■ **Task directions**: Can you reproduce every one of the lines below exactly, character for character?

■ **Records for processing**:
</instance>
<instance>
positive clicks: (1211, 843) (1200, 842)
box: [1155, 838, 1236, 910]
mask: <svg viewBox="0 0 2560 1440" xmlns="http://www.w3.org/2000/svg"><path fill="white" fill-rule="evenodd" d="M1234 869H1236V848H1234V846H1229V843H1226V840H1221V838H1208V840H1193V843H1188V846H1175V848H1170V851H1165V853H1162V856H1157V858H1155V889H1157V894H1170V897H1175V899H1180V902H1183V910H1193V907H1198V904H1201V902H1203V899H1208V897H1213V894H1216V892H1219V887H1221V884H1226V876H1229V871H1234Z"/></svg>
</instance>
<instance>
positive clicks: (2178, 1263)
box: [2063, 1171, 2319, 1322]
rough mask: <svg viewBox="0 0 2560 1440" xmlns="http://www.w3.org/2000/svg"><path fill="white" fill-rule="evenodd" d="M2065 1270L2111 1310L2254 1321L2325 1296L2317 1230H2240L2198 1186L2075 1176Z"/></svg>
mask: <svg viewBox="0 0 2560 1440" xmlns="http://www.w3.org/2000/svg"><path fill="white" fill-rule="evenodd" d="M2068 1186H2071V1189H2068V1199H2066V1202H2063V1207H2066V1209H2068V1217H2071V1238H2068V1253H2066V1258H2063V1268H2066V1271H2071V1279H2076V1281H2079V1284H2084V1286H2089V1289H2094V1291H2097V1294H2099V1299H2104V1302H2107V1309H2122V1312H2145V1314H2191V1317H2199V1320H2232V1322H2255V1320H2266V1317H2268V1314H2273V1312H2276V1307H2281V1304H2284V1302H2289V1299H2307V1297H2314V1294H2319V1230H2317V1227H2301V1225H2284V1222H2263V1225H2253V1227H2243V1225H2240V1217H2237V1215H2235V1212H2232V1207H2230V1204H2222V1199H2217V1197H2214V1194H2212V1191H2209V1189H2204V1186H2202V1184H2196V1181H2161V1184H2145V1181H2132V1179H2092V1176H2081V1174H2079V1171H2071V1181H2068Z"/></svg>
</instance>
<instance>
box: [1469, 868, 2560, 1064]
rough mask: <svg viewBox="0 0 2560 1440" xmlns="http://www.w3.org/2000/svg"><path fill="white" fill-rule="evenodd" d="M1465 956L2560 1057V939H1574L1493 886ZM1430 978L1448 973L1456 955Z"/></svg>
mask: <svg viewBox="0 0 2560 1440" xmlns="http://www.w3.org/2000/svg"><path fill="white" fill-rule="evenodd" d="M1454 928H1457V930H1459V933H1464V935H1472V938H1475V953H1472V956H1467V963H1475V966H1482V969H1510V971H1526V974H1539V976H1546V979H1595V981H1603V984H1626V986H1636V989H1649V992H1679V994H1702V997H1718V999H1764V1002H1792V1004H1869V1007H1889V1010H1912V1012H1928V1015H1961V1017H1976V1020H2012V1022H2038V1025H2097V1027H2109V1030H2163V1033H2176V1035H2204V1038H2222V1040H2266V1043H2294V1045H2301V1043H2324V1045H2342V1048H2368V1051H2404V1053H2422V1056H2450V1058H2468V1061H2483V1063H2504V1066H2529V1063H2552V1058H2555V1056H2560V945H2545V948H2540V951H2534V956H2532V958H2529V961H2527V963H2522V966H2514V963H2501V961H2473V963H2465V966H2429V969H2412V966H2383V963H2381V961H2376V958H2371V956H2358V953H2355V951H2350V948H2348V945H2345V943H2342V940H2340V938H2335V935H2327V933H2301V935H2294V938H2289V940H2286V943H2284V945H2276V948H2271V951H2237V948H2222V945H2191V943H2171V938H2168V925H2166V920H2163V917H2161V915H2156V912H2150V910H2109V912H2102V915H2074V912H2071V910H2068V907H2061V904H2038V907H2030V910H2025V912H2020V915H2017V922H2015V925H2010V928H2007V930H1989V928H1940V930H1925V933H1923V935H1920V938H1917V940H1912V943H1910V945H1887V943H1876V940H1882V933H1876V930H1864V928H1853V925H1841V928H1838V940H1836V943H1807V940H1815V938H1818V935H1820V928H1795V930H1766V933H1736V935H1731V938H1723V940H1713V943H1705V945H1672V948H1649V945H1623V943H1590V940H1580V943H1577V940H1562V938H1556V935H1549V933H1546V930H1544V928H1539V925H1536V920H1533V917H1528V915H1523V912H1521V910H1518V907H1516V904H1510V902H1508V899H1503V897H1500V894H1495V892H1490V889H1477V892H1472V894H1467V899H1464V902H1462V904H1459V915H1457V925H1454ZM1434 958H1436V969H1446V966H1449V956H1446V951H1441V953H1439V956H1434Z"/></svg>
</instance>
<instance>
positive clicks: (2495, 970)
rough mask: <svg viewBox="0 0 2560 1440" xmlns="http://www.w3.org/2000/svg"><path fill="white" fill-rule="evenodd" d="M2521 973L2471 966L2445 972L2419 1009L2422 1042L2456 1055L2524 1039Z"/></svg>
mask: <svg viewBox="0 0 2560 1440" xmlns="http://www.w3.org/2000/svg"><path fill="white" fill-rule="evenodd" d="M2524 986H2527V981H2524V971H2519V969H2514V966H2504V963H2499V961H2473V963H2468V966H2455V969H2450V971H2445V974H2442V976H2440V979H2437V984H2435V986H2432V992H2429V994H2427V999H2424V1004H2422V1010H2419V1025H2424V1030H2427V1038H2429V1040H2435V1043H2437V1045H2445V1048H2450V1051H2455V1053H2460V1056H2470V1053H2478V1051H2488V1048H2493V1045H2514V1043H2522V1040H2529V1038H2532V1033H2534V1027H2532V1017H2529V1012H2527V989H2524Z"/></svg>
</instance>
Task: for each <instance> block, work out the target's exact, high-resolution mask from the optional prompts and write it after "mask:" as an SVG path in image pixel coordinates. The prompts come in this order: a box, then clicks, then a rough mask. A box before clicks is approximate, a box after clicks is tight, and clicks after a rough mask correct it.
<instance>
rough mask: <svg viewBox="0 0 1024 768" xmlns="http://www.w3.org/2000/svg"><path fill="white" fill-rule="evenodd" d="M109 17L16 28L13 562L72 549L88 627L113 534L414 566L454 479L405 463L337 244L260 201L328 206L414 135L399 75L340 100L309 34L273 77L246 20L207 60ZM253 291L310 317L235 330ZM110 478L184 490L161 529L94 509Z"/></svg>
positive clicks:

■ **Completed task**:
</instance>
<instance>
positive clicks: (1211, 843) (1200, 842)
box: [1155, 838, 1236, 910]
mask: <svg viewBox="0 0 2560 1440" xmlns="http://www.w3.org/2000/svg"><path fill="white" fill-rule="evenodd" d="M1234 869H1236V848H1234V846H1229V843H1226V840H1221V838H1208V840H1193V843H1188V846H1175V848H1170V851H1165V853H1162V856H1157V858H1155V889H1157V894H1170V897H1175V899H1180V902H1183V910H1193V907H1198V904H1201V902H1203V899H1208V897H1213V894H1216V892H1219V887H1221V884H1226V876H1229V871H1234Z"/></svg>
</instance>
<instance>
positive clicks: (2178, 1263)
box: [2063, 1171, 2319, 1322]
rough mask: <svg viewBox="0 0 2560 1440" xmlns="http://www.w3.org/2000/svg"><path fill="white" fill-rule="evenodd" d="M2065 1270L2111 1310L2254 1321L2325 1296L2317 1230H2240L2198 1186L2075 1176Z"/></svg>
mask: <svg viewBox="0 0 2560 1440" xmlns="http://www.w3.org/2000/svg"><path fill="white" fill-rule="evenodd" d="M2068 1186H2071V1189H2068V1199H2066V1202H2063V1207H2066V1209H2068V1217H2071V1238H2068V1253H2066V1258H2063V1268H2066V1271H2071V1279H2076V1281H2079V1284H2084V1286H2089V1289H2094V1291H2097V1294H2099V1299H2104V1302H2107V1309H2122V1312H2145V1314H2191V1317H2199V1320H2232V1322H2255V1320H2266V1317H2268V1314H2273V1312H2276V1307H2281V1304H2284V1302H2289V1299H2307V1297H2314V1294H2319V1230H2317V1227H2301V1225H2284V1222H2263V1225H2253V1227H2243V1225H2240V1217H2237V1215H2235V1212H2232V1207H2230V1204H2222V1199H2217V1197H2214V1194H2212V1191H2209V1189H2204V1186H2202V1184H2196V1181H2161V1184H2145V1181H2132V1179H2092V1176H2081V1174H2079V1171H2071V1181H2068Z"/></svg>
</instance>
<instance>
box: [1469, 868, 2560, 1064]
rough mask: <svg viewBox="0 0 2560 1440" xmlns="http://www.w3.org/2000/svg"><path fill="white" fill-rule="evenodd" d="M1465 956L2560 1057V939H1574L1493 886ZM1430 978L1448 973L1456 955Z"/></svg>
mask: <svg viewBox="0 0 2560 1440" xmlns="http://www.w3.org/2000/svg"><path fill="white" fill-rule="evenodd" d="M1454 928H1457V930H1459V933H1464V935H1472V938H1475V953H1472V956H1467V963H1475V966H1482V969H1510V971H1526V974H1539V976H1546V979H1595V981H1603V984H1626V986H1636V989H1649V992H1679V994H1702V997H1718V999H1764V1002H1792V1004H1869V1007H1889V1010H1912V1012H1928V1015H1961V1017H1976V1020H2012V1022H2038V1025H2097V1027H2109V1030H2163V1033H2176V1035H2204V1038H2222V1040H2266V1043H2294V1045H2301V1043H2324V1045H2342V1048H2368V1051H2404V1053H2422V1056H2450V1058H2468V1061H2483V1063H2504V1066H2529V1063H2552V1058H2555V1056H2560V945H2545V948H2540V951H2534V956H2532V958H2529V961H2527V963H2522V966H2514V963H2501V961H2473V963H2465V966H2429V969H2412V966H2383V963H2381V961H2376V958H2371V956H2358V953H2355V951H2350V948H2348V945H2345V943H2342V940H2340V938H2335V935H2327V933H2301V935H2294V938H2289V940H2286V943H2284V945H2276V948H2271V951H2237V948H2222V945H2191V943H2171V938H2168V925H2166V920H2163V917H2161V915H2156V912H2150V910H2109V912H2102V915H2074V912H2071V910H2068V907H2061V904H2038V907H2030V910H2025V912H2020V915H2017V922H2015V925H2010V928H2007V930H1989V928H1940V930H1925V933H1923V935H1920V938H1917V940H1912V943H1910V945H1887V943H1876V940H1882V933H1876V930H1864V928H1853V925H1841V928H1838V940H1836V943H1807V940H1815V938H1818V935H1820V928H1795V930H1766V933H1736V935H1731V938H1723V940H1713V943H1705V945H1672V948H1649V945H1623V943H1590V940H1580V943H1577V940H1562V938H1556V935H1549V933H1546V930H1544V928H1539V925H1536V920H1533V917H1528V915H1523V912H1521V910H1518V907H1516V904H1510V902H1508V899H1503V897H1500V894H1495V892H1490V889H1477V892H1472V894H1467V899H1464V902H1462V904H1459V915H1457V925H1454ZM1434 958H1436V969H1446V966H1449V956H1446V951H1441V953H1439V956H1434Z"/></svg>
</instance>
<instance>
positive clicks: (2495, 970)
rough mask: <svg viewBox="0 0 2560 1440" xmlns="http://www.w3.org/2000/svg"><path fill="white" fill-rule="evenodd" d="M2521 973L2471 966L2445 972L2419 1009L2422 1042L2456 1055L2524 1039Z"/></svg>
mask: <svg viewBox="0 0 2560 1440" xmlns="http://www.w3.org/2000/svg"><path fill="white" fill-rule="evenodd" d="M2524 986H2527V981H2524V971H2519V969H2514V966H2504V963H2499V961H2473V963H2468V966H2455V969H2450V971H2445V974H2442V976H2440V979H2437V984H2435V986H2432V992H2429V994H2427V999H2424V1004H2422V1010H2419V1025H2424V1030H2427V1038H2429V1040H2435V1043H2437V1045H2445V1048H2450V1051H2455V1053H2460V1056H2470V1053H2478V1051H2488V1048H2493V1045H2514V1043H2522V1040H2529V1038H2532V1033H2534V1027H2532V1017H2529V1012H2527V989H2524Z"/></svg>
</instance>
Task: for each <instance> block, work out the target's exact, high-resolution mask from the optional prompts and write it after "mask:" as an SVG path in image pixel coordinates. The prompts come in this order: a box, then clicks, then a rough mask. A box before clicks is approximate, a box after clicks is tight, and clicks after a rough mask correct it.
<instance>
rough mask: <svg viewBox="0 0 1024 768" xmlns="http://www.w3.org/2000/svg"><path fill="white" fill-rule="evenodd" d="M109 17L16 28L13 562L72 549L88 627L113 534L414 566L454 479L405 463L337 244L260 201L328 206L414 135L399 75L340 100L309 34L273 77L246 20L207 60ZM253 291L310 317L235 330ZM110 478L184 490L161 529L94 509Z"/></svg>
positive clicks:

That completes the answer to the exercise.